[What is needed]: Count how many lines hold "note" in the records, and respond with that number by itself.

[Provided data]:

┄┄┄┄┄┄┄┄┄┄┄┄┄┄┄┄┄┄┄┄

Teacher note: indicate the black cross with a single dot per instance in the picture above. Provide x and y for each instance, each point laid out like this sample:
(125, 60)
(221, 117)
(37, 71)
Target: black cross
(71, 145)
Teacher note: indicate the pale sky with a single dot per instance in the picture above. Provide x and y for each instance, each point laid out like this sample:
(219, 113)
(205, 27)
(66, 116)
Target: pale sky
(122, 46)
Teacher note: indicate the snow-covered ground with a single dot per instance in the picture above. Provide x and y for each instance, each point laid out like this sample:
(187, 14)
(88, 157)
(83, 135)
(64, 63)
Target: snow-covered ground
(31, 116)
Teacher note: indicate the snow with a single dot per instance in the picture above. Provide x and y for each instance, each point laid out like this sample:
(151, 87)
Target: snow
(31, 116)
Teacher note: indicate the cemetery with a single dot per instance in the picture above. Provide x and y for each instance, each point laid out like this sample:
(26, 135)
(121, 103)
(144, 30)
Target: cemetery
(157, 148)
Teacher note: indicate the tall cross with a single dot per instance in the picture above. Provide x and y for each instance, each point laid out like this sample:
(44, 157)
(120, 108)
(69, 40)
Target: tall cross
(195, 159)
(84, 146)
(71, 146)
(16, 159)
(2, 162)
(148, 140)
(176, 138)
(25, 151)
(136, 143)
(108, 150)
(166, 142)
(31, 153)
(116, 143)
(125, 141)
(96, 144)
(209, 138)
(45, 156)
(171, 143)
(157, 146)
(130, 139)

┄┄┄┄┄┄┄┄┄┄┄┄┄┄┄┄┄┄┄┄

[Response below]: 6